_Required actions_.
A: Copy the passage from "Mr Holmes, of" up to and including "been fraudulently produced." from the report on the college whistleblowing claim, word for word.
B: Carry on the report on the college whistleblowing claim from its final sentence.

_Passage_.
** Start **

Neil Holmes, a UNISON steward who was employed as a research assistant, claimed he was unfairly made redundant by the college, in Lincolnshire, after he acted as a whistleblower to highlight fraud.
Mr Holmes, of St Andrew's Way, Immingham, told the hearing in Hull that he became concerned after hearing claims made by former employees that in the autumn of 1999, certificates were issued to learners that had been fraudulently produced.
Mr Holmes claimed that he told college principal Daniel Khan at a meeting last year. He said that in 2001 lecturer John Treacey had contacted him to say that his curriculum manager, Michael Braham, had asked him to amend records of teaching hours on some courses to increase the total and enable the college to claim funding in a higher fee band.
He said former teaching and learning observer David Robinson met him and Mr Khan on July 9 2001. "The allegation was connected with the fraudulent production of City amp; Guilds certificates concerning students of construction and engineering courses. I told Mr Khan that this activity was alleged to have taken place in autumn 1999 and that I had been informed that (former principal) Marylin Hawkins had been involved.

** End **

_Record set_.

** Start **

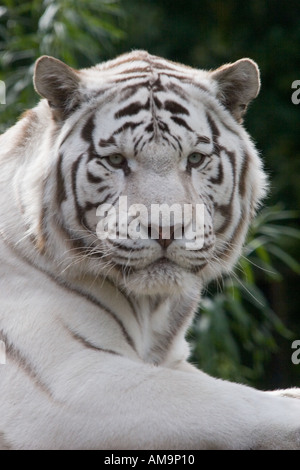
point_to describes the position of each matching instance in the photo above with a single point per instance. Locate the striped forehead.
(142, 111)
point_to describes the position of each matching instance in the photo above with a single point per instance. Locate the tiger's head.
(147, 131)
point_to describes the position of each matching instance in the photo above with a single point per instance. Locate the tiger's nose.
(164, 235)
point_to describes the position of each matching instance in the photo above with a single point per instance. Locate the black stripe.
(88, 344)
(175, 108)
(181, 122)
(16, 356)
(107, 142)
(88, 129)
(132, 109)
(61, 194)
(92, 178)
(128, 125)
(89, 297)
(218, 179)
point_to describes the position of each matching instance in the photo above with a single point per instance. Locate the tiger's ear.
(238, 84)
(59, 84)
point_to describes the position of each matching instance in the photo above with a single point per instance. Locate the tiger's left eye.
(195, 159)
(116, 160)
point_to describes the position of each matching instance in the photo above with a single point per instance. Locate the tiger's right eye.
(116, 160)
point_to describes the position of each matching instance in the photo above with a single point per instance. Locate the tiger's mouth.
(160, 265)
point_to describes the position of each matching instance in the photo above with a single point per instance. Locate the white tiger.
(94, 330)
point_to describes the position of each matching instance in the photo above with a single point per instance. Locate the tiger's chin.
(161, 277)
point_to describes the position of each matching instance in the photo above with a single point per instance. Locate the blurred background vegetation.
(248, 321)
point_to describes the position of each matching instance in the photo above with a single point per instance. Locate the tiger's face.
(153, 133)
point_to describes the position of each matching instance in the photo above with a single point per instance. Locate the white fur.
(57, 390)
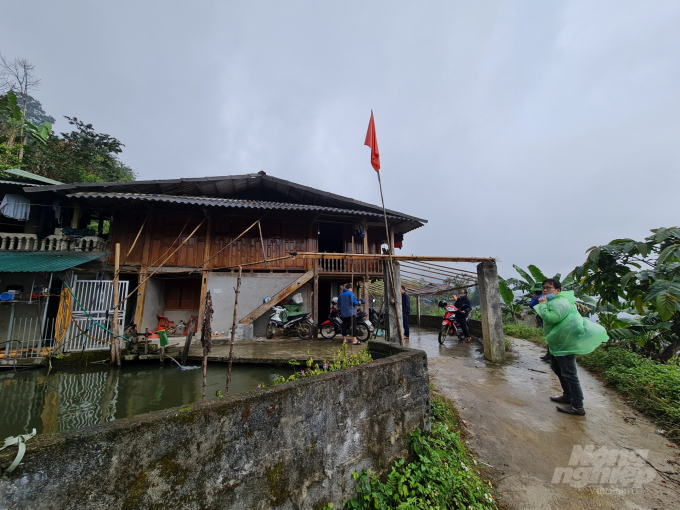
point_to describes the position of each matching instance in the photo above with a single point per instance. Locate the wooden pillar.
(366, 262)
(418, 308)
(76, 217)
(115, 328)
(316, 292)
(204, 273)
(143, 271)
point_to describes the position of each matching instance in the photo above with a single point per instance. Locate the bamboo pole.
(115, 342)
(233, 330)
(206, 335)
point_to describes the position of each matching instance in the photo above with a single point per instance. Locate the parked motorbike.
(449, 325)
(299, 325)
(333, 326)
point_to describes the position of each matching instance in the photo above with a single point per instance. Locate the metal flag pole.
(389, 266)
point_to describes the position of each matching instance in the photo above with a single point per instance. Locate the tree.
(83, 155)
(18, 75)
(13, 122)
(643, 277)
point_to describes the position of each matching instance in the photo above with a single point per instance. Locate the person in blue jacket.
(347, 301)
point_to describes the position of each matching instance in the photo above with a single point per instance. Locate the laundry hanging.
(16, 207)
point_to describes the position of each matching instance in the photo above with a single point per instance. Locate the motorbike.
(450, 326)
(333, 326)
(300, 324)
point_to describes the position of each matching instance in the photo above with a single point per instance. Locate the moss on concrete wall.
(290, 446)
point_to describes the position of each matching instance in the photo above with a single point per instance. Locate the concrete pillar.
(490, 307)
(393, 308)
(418, 308)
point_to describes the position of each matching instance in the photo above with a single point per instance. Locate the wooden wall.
(280, 237)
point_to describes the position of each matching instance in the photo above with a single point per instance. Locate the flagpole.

** End **

_Answers in order_.
A:
Mr Holmes, of St Andrew's Way, Immingham, told the hearing in Hull that he became concerned after hearing claims made by former employees that in the autumn of 1999, certificates were issued to learners that had been fraudulently produced.

B:
"This meant instructing at least one employee to physically create fraudulent certificates. I had been told that this was done by copying the certificates, deleting the names, re-copying them and then entering the new name and re-copying it.
"I then told Mr Khan that two lecturers delivering courses in health and safety had been instructed on 28 June 2001 by their curriculum manager, Michael Braham, to back-date amendments to the register to enable the college to claim fees at a higher fee band."
Grimsby College corporation claims Mr Holmes was not a whistleblower as the allegations into the fraud were not raised by him but by workers he represented through UNISON.
The hearing continues.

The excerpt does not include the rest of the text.